**WHAT IS NEEDED:** Output, please, every line from the line that holds "Mark every instance of the green" to the end, exactly as written.

%%

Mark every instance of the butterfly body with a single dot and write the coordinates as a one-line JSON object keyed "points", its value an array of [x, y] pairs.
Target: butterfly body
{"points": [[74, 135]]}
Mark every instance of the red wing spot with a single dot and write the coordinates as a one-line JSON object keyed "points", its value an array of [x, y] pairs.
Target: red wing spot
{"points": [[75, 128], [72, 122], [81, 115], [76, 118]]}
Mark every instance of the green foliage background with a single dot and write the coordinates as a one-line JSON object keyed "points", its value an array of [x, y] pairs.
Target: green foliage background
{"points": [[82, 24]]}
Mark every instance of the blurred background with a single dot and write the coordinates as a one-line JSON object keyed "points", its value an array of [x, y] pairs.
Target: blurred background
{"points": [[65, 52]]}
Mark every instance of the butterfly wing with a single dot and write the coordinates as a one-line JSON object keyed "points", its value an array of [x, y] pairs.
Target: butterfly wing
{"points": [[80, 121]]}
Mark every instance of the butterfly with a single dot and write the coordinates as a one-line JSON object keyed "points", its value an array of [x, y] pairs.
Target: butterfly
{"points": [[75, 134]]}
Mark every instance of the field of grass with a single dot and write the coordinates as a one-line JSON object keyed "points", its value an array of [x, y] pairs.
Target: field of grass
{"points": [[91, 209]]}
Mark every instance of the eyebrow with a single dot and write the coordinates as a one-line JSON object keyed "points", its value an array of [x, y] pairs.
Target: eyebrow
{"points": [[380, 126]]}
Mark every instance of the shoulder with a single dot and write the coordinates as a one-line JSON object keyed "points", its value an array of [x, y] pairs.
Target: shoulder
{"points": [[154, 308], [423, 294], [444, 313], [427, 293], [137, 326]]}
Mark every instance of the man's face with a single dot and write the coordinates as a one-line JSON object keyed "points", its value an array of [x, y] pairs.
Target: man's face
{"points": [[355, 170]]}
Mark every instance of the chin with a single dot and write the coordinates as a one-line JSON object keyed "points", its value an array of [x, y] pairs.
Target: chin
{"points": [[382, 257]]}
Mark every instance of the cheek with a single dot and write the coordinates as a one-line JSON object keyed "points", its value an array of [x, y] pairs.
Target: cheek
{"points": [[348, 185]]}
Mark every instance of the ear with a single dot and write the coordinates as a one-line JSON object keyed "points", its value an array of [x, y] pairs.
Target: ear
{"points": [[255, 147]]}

%%

**REPLY TO THE TASK:**
Mark every instance of the green foliage background with a single dot and write the coordinates as a one-line JSON object keyed "points", its value an array of [x, y] pairs.
Target: green foliage background
{"points": [[82, 24]]}
Mark every instance of the blurred background with a single dot and write the coordinates as a one-line JSON object keyed "points", its value an array of [x, y] pairs.
Target: blurred background
{"points": [[65, 52]]}
Mark every instance of the butterfly wing with a single dot and write the coordinates as a one-line JSON object keyed "points", its value an array of [x, y] pairs.
Target: butterfly wing
{"points": [[80, 121]]}
Mark every instance of the butterfly with a single dot and write the coordinates as a one-line JSON object keyed "points", its value an array of [x, y] pairs.
Target: butterfly
{"points": [[75, 134]]}
Mark every instance of the field of grass with a single dot and write the coordinates as a one-line JSON object keyed "points", its value an array of [x, y] pairs.
Target: field of grass
{"points": [[91, 209]]}
Mark every instance of the eyebrow with a single dot and write the coordinates as a one-line JSON object keyed "points", its value an array of [x, y] pairs.
Target: eyebrow
{"points": [[380, 126]]}
Mark every instance of the shoulder with a single dot and write the coordinates as a one-line JSON object keyed "points", its value an array of [x, y] pairs.
Target: shoulder
{"points": [[154, 308], [423, 294], [444, 313], [427, 293], [137, 326]]}
Mark every instance of the man's face with a single dot and write the coordinates as a one-line JSON object keyed "points", its value an array of [x, y] pairs.
Target: man's face
{"points": [[355, 170]]}
Mark every instance of the chin with a single dot and write the coordinates as a one-line JSON object keyed "points", its value an array of [x, y] pairs.
Target: chin
{"points": [[382, 257]]}
Mark every instance of the cheek with a single dot and write the coordinates as a one-line JSON object keyed "points", its value an array of [x, y] pairs.
Target: cheek
{"points": [[348, 185]]}
Mark every instance of the ear with a single dot and write the coordinates as a one-line JSON object keyed "points", its value an array of [x, y] pairs.
Target: ear
{"points": [[255, 147]]}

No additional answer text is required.